[Stored dataset items]
□ □ □ □ □

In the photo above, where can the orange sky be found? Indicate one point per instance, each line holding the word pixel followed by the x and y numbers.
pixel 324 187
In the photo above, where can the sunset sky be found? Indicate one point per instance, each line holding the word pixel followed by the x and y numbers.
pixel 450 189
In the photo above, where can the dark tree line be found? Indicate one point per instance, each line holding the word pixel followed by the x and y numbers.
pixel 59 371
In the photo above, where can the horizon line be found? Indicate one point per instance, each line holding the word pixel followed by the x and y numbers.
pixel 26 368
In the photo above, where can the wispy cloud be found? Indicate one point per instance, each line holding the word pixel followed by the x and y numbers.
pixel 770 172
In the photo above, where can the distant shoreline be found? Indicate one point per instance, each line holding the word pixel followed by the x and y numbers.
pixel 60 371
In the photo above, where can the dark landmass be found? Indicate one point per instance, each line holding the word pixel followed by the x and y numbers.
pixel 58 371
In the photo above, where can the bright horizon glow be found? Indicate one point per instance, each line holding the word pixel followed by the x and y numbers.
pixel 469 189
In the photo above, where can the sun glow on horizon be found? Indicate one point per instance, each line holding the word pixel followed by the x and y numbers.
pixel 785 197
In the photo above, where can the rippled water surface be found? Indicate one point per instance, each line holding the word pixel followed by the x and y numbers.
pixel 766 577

□ □ □ □ □

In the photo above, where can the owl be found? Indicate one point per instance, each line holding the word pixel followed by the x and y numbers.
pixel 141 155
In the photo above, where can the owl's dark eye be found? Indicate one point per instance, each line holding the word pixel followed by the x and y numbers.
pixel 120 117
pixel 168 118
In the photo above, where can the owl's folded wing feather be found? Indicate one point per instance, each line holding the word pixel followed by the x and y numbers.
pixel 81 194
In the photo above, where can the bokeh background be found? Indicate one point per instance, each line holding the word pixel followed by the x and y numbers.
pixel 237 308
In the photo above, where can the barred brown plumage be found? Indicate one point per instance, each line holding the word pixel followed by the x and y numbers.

□ □ □ □ □

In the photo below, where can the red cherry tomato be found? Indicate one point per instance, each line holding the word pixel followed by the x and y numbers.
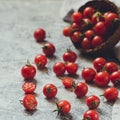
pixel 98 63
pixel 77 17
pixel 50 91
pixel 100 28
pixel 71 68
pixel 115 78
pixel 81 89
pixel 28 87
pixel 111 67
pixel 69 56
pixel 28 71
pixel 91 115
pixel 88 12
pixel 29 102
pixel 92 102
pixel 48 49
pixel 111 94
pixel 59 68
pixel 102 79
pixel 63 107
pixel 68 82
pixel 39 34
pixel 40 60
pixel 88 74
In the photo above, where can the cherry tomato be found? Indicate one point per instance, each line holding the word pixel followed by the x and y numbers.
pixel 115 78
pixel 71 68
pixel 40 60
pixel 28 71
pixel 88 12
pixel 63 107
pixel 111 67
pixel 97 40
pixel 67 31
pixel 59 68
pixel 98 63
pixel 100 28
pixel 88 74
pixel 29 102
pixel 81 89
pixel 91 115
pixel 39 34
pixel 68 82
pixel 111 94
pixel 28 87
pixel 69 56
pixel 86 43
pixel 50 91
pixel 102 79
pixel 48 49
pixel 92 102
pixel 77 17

□ □ □ □ □

- [What this task involves]:
The required output is every line above from the one with "In the photo above, where can the bokeh" down to the one with "In the photo above, where can the barred", restated word for word, ends included.

- [Answer section]:
In the photo above, where can the bokeh background be found? Indicate one point per instance, each line holding the word pixel followed by the x and y numbers.
pixel 237 308
In the photo above, where can the barred brown plumage be found? Indicate one point per instance, each line holding the word pixel followed by the x and y numbers.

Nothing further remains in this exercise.